>> start Provided data

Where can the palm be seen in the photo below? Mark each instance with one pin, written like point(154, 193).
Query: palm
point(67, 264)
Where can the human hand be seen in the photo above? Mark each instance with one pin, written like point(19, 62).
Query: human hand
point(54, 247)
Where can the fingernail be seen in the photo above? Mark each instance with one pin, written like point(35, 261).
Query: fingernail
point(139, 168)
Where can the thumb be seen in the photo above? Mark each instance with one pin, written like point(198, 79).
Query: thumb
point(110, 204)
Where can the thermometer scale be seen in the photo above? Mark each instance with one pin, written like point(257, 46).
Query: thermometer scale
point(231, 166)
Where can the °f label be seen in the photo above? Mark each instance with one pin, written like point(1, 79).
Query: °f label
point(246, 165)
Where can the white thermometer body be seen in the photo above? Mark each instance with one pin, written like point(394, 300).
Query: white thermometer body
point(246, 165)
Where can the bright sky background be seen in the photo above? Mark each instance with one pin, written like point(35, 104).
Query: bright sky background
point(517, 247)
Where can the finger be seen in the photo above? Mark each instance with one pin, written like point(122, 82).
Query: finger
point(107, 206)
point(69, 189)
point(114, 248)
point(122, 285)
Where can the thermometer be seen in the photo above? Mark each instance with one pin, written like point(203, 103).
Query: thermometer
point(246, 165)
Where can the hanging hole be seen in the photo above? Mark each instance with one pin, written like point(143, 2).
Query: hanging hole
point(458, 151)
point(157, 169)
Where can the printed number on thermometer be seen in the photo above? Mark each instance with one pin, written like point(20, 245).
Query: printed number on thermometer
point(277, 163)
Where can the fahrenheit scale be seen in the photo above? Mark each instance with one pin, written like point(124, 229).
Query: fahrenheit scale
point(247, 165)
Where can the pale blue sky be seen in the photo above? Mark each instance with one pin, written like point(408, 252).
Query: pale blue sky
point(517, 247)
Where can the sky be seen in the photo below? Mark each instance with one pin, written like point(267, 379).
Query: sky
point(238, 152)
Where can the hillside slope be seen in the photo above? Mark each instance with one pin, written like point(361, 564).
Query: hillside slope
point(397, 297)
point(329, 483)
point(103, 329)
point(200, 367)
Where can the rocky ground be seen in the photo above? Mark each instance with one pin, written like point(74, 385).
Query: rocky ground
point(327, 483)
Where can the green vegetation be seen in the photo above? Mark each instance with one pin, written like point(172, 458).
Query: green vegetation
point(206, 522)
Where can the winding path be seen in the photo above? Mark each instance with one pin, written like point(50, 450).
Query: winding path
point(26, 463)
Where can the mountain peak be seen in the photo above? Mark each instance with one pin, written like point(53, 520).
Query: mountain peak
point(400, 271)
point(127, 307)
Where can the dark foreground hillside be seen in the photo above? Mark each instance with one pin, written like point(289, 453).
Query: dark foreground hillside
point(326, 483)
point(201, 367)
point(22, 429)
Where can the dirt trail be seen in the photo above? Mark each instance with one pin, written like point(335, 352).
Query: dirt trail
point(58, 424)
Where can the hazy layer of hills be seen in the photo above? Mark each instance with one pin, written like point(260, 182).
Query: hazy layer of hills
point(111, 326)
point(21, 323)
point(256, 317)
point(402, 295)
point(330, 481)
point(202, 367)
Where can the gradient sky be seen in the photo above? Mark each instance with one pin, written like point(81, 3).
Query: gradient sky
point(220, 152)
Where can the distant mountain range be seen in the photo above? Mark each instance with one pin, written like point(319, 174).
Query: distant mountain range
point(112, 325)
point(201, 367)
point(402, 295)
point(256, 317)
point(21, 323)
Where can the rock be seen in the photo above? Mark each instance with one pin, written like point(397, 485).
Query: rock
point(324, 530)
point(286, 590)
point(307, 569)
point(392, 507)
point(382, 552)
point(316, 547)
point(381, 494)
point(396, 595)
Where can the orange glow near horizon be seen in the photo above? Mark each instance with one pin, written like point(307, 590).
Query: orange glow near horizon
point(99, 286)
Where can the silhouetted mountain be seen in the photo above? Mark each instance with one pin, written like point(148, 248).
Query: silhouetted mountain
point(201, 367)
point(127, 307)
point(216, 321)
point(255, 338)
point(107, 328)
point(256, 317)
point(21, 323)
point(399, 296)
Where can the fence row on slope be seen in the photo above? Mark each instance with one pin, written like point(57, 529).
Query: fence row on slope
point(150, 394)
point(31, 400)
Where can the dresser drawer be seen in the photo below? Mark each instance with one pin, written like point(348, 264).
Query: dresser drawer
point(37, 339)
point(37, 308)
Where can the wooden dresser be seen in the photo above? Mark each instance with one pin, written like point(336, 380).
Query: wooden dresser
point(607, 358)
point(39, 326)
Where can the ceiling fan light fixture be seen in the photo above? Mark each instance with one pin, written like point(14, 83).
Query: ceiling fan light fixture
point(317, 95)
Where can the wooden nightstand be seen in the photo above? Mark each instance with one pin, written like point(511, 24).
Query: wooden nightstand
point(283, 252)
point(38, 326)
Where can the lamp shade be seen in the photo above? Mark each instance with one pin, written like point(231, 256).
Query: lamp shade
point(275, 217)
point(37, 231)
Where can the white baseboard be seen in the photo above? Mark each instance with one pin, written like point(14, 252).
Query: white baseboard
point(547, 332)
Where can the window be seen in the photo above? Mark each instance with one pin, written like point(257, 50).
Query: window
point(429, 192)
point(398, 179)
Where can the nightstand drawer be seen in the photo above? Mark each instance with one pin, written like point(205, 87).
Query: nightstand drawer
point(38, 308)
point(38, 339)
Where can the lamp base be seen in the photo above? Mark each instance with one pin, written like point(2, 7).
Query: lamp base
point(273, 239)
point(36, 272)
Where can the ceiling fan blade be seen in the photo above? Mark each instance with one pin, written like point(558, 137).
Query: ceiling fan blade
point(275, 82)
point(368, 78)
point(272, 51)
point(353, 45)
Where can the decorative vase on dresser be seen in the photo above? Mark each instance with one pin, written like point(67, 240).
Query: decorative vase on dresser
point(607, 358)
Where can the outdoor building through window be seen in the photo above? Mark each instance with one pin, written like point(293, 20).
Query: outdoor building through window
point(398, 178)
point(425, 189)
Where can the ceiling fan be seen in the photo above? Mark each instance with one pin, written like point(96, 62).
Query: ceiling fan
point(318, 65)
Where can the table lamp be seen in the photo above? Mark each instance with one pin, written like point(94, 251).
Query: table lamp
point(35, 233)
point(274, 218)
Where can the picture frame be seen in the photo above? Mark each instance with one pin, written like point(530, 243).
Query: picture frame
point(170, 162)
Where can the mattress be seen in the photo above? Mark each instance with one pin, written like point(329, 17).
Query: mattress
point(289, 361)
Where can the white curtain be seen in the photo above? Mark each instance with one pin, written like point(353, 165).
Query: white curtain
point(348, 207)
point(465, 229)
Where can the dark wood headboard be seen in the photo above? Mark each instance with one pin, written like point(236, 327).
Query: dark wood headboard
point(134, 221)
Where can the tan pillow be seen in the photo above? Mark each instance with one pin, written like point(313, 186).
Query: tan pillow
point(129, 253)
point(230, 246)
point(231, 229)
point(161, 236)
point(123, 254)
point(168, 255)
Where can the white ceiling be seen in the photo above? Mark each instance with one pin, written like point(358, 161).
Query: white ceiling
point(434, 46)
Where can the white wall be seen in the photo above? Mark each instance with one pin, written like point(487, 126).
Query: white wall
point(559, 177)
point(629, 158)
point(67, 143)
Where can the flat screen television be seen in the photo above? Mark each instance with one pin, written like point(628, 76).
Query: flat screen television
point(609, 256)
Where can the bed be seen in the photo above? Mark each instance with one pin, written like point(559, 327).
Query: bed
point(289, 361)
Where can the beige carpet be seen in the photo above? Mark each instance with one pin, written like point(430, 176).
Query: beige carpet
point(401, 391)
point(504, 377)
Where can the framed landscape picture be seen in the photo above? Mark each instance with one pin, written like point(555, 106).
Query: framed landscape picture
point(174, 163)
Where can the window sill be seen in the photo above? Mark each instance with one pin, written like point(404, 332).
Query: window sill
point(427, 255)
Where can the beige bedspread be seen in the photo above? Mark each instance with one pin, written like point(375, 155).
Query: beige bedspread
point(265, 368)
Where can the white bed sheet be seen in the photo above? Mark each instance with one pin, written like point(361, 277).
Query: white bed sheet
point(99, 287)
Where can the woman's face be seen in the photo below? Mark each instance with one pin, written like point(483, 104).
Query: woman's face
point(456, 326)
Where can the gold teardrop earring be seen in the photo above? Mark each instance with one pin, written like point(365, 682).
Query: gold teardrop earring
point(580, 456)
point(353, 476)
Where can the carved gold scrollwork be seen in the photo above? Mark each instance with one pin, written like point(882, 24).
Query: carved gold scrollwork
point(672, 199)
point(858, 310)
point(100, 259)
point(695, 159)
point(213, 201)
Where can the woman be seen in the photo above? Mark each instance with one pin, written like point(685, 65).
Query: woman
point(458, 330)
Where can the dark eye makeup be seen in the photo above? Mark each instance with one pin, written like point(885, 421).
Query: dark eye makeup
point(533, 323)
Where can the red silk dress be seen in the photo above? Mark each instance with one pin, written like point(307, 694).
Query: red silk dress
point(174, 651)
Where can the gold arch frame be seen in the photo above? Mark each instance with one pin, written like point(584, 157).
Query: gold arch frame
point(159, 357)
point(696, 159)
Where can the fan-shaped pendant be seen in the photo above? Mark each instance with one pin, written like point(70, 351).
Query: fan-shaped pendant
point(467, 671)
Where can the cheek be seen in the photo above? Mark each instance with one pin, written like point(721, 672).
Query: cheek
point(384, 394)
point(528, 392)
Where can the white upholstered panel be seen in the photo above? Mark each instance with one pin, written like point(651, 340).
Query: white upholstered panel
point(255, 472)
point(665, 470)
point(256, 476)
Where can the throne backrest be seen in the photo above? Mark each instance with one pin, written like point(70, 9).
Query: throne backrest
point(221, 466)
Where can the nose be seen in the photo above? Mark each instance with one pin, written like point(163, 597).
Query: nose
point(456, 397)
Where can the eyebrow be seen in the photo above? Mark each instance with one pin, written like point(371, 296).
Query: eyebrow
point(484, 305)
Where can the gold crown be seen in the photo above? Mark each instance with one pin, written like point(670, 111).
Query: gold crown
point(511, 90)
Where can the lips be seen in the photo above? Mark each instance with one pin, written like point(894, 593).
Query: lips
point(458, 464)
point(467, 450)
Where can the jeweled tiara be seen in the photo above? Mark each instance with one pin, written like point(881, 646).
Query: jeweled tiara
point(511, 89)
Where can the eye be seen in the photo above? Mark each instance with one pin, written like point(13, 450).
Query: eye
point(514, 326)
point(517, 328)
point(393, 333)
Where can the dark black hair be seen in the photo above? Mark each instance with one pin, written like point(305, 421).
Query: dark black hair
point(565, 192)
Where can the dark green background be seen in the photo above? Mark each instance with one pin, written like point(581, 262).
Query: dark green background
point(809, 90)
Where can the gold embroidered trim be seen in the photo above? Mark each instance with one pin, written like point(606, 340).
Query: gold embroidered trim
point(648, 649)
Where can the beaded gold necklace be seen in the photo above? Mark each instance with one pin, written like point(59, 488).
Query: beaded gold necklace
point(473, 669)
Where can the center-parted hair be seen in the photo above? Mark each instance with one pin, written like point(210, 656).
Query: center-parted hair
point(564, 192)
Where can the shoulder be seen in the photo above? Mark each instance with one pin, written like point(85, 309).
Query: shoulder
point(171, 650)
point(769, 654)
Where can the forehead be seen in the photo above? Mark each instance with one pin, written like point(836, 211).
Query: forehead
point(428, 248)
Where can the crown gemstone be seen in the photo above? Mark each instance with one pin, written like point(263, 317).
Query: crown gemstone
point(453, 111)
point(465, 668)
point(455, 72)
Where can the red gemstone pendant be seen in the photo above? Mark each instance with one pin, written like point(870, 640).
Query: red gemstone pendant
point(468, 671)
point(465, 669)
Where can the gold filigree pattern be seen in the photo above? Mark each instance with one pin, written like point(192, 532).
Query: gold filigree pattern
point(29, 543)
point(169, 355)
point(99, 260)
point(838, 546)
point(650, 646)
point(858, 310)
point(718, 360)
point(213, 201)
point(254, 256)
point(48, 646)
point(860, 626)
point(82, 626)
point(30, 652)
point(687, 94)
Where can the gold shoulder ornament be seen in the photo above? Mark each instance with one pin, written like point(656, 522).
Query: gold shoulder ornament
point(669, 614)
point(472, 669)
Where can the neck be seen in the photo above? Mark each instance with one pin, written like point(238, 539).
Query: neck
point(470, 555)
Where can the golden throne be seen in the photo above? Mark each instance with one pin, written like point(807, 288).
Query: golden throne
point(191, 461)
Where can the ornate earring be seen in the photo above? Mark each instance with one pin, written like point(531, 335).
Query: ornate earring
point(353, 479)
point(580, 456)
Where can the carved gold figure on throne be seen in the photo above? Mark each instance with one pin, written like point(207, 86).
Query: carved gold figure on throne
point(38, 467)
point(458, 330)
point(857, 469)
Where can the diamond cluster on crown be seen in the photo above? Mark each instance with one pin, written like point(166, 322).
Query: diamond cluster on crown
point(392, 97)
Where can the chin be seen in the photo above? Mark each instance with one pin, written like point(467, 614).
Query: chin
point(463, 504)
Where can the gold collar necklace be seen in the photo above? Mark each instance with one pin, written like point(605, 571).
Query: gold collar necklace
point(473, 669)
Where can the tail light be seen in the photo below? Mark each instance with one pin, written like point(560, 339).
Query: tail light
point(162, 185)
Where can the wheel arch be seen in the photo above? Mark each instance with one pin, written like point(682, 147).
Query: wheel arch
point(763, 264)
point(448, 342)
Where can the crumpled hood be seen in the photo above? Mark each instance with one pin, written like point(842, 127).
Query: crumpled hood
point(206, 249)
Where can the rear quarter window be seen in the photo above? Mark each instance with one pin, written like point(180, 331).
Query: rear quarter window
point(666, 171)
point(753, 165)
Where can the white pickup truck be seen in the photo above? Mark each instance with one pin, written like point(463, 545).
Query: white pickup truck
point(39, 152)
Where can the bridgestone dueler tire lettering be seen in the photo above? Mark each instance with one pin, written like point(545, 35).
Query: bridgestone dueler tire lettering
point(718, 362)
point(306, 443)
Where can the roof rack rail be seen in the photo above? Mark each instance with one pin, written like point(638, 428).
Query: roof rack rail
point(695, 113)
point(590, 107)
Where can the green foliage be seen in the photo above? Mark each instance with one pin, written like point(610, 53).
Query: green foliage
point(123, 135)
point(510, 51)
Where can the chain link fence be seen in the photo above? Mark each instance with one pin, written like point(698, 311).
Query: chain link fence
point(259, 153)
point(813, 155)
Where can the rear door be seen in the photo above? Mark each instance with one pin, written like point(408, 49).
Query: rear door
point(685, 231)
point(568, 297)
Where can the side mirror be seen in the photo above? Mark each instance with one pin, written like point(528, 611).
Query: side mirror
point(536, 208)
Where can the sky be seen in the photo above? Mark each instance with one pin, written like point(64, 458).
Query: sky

>> end Provided data

Transcribe the items word for word, beginning with the line that contains "Where can the green vegetation" and continuing through the line that contains "point(26, 463)", including both of those lines.

__Response__
Where can the green vegetation be seen in the photo above? Mark each instance with one pin, written like point(172, 458).
Query: green vegetation
point(206, 522)
Where can the winding path be seen in the photo above? Mark each instance with one pin, written like point(50, 450).
Query: winding path
point(26, 463)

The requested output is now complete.